### Description of the task
How many lines in these records hold the string "mirror"? State only that number.

(Records contained in a dataset)

↓↓↓

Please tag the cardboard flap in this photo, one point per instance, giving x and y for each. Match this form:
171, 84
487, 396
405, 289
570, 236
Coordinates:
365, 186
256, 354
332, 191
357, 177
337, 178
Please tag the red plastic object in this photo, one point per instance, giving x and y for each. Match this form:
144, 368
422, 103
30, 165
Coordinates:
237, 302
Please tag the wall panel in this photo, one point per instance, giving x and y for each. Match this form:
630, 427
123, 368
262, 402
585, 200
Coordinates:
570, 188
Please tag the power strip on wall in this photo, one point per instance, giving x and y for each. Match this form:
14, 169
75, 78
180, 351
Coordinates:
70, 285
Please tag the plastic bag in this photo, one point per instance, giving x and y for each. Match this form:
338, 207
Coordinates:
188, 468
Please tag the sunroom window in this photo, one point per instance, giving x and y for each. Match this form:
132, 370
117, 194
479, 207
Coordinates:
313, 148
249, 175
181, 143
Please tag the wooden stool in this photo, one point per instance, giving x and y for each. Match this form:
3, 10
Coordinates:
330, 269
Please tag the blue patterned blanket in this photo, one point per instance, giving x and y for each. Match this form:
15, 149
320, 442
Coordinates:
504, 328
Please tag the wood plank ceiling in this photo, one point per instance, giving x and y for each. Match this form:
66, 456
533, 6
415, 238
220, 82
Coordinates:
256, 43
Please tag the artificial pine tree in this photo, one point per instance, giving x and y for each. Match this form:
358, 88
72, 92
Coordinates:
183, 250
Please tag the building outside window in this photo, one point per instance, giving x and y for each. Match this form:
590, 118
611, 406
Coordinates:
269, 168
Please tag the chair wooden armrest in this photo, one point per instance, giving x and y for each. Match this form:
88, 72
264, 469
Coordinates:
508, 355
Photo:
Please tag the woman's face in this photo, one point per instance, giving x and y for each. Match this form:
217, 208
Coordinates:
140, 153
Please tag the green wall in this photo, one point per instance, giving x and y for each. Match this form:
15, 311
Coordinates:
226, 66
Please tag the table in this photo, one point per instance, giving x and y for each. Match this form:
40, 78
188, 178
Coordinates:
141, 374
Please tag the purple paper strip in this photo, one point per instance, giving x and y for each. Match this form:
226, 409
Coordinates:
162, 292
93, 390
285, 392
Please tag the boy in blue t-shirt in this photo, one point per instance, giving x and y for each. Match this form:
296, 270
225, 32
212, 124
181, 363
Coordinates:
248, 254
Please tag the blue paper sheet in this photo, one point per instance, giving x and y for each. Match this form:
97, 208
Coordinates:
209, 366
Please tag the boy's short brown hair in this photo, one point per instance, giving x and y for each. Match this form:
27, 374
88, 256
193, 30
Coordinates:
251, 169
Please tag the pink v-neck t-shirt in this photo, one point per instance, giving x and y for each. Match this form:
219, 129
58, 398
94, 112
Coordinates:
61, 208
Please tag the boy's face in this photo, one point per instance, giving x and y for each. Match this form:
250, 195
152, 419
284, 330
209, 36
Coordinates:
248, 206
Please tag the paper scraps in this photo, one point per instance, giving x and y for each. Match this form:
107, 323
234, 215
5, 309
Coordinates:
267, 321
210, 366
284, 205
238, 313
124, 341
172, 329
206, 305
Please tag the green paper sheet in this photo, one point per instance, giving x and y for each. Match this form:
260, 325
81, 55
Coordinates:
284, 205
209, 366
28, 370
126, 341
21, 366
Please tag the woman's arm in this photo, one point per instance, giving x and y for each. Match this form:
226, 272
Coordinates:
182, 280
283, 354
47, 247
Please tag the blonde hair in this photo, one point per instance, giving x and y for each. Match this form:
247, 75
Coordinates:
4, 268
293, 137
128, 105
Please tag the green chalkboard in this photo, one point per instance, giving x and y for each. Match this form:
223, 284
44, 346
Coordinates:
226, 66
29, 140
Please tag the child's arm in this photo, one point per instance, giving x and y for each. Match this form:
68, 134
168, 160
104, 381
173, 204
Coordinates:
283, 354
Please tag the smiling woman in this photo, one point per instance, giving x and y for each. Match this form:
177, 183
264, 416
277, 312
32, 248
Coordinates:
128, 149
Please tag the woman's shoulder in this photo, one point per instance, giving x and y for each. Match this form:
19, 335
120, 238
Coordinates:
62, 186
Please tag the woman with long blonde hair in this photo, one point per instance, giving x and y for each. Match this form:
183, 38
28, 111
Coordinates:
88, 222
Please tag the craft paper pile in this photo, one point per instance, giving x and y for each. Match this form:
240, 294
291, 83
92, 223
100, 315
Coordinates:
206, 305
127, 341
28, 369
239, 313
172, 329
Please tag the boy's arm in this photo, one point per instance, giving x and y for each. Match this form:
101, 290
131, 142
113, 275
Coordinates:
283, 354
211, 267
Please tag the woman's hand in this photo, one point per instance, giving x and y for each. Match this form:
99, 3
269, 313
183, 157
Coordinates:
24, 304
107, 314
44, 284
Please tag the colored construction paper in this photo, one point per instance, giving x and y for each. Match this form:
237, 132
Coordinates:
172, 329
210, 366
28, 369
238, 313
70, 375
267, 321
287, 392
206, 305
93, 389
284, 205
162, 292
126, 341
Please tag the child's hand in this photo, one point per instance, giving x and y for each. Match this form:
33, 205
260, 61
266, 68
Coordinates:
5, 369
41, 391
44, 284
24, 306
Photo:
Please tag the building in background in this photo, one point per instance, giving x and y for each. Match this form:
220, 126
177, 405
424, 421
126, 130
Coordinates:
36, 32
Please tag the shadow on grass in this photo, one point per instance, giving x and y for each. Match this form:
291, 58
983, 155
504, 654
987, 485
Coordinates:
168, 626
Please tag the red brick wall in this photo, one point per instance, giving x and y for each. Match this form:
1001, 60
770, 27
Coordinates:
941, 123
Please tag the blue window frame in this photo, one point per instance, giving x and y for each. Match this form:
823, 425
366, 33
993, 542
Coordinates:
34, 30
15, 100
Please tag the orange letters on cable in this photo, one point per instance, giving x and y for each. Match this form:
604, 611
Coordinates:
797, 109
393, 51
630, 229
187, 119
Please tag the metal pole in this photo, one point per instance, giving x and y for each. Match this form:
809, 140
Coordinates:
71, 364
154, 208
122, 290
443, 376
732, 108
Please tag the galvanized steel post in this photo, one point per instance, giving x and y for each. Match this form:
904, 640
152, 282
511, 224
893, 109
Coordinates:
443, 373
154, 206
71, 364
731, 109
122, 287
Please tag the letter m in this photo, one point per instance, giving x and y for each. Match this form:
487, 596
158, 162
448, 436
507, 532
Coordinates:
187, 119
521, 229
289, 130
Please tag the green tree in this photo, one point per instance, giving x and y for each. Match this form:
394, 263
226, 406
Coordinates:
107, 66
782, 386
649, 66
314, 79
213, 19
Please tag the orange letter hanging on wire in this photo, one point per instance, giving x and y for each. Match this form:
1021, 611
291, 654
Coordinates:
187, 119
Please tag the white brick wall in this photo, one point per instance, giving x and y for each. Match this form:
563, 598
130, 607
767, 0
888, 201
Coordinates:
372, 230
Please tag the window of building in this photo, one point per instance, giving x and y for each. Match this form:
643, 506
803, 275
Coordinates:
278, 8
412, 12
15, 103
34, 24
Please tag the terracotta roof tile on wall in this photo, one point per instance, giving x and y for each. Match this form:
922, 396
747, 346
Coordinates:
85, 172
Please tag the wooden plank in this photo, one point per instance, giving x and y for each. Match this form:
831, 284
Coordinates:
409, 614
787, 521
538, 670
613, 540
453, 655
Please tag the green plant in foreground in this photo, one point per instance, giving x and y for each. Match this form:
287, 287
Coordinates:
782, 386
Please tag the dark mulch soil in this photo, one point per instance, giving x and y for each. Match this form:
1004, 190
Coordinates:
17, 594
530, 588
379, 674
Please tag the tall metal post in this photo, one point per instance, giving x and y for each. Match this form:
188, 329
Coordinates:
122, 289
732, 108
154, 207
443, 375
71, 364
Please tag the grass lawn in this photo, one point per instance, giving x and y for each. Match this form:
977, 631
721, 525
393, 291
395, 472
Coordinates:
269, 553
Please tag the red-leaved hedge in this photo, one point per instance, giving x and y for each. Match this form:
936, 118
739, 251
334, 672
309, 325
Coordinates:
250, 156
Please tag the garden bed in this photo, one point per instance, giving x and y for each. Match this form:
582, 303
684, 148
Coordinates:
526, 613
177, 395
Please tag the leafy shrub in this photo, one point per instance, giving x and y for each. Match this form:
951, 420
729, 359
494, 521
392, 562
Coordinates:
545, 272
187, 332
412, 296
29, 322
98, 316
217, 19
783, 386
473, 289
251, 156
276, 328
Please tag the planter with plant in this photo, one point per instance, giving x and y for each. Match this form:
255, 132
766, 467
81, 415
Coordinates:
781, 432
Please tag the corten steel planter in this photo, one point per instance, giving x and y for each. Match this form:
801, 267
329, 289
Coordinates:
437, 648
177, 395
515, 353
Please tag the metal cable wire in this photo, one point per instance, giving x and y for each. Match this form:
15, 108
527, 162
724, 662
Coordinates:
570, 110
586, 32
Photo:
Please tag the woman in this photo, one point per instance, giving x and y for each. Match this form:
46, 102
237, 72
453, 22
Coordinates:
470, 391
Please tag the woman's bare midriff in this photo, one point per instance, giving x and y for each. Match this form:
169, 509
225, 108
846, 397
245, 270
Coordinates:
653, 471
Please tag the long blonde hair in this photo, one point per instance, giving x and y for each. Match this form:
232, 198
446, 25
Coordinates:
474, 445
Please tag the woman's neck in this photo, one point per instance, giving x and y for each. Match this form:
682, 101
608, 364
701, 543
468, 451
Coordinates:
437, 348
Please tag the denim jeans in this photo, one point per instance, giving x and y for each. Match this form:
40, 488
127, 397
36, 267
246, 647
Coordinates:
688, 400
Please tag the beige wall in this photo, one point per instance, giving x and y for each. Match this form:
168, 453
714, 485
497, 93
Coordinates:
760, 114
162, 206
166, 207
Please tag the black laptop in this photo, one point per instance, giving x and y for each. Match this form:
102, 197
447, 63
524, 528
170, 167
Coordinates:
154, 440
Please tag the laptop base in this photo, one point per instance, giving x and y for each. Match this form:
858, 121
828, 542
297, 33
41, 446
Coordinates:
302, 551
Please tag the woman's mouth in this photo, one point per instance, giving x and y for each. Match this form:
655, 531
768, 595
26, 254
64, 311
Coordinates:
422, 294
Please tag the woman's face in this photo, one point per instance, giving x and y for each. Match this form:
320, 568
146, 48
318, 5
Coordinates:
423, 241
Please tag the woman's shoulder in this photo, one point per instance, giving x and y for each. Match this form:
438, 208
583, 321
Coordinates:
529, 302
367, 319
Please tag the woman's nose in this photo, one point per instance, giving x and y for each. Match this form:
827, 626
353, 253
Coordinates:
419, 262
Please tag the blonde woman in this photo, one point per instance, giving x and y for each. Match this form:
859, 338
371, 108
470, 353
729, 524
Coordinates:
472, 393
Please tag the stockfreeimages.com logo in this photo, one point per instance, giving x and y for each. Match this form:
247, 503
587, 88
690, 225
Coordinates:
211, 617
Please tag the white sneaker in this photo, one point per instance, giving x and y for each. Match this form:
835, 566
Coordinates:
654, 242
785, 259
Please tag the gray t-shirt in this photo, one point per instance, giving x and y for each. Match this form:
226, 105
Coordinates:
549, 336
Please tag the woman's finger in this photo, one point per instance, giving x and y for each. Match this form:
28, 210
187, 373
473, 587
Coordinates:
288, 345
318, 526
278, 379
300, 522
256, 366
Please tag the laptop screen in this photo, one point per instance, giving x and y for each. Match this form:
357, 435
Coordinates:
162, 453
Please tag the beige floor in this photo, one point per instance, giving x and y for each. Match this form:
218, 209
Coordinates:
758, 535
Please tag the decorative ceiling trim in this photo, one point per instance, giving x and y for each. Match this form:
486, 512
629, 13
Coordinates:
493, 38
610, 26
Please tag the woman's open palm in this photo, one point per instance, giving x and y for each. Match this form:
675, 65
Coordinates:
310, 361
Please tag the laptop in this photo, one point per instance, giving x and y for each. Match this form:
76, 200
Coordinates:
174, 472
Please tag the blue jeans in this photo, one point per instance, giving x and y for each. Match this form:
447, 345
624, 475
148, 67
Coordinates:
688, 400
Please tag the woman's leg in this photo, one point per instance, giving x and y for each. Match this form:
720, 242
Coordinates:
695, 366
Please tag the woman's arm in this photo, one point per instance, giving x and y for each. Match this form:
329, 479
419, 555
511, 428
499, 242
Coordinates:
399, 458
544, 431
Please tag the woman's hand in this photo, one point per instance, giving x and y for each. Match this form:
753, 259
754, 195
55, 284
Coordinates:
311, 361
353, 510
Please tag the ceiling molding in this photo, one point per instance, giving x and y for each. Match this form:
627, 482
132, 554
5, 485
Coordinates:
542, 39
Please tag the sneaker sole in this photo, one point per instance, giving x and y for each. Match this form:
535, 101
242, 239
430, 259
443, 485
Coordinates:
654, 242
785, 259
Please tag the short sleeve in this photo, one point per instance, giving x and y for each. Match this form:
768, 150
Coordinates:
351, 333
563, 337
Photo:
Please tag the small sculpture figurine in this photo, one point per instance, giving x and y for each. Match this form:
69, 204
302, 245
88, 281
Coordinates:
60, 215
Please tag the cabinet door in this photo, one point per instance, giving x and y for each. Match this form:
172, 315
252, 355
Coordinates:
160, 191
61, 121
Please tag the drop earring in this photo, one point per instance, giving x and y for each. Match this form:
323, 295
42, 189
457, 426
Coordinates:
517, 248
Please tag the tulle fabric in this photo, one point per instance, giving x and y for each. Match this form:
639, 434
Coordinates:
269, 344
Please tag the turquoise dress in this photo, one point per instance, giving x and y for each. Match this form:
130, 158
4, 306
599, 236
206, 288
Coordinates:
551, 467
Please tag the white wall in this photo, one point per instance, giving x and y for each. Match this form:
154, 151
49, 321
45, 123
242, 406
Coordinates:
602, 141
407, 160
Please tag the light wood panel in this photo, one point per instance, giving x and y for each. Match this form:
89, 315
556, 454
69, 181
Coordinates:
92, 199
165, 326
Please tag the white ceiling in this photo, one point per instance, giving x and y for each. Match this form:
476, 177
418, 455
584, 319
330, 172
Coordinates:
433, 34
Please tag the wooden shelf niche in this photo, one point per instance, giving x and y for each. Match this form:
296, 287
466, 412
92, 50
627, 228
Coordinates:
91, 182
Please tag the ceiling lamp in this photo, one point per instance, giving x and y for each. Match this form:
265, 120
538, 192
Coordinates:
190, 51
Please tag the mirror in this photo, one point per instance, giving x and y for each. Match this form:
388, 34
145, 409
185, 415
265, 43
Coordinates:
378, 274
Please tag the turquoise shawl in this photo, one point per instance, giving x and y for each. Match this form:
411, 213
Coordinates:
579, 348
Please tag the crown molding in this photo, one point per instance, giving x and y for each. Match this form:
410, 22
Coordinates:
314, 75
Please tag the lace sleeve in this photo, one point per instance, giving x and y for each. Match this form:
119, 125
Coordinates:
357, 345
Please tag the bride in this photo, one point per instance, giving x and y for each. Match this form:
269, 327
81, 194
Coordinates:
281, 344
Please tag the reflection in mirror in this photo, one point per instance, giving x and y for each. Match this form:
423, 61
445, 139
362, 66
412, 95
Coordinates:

↑↑↑

### Response box
2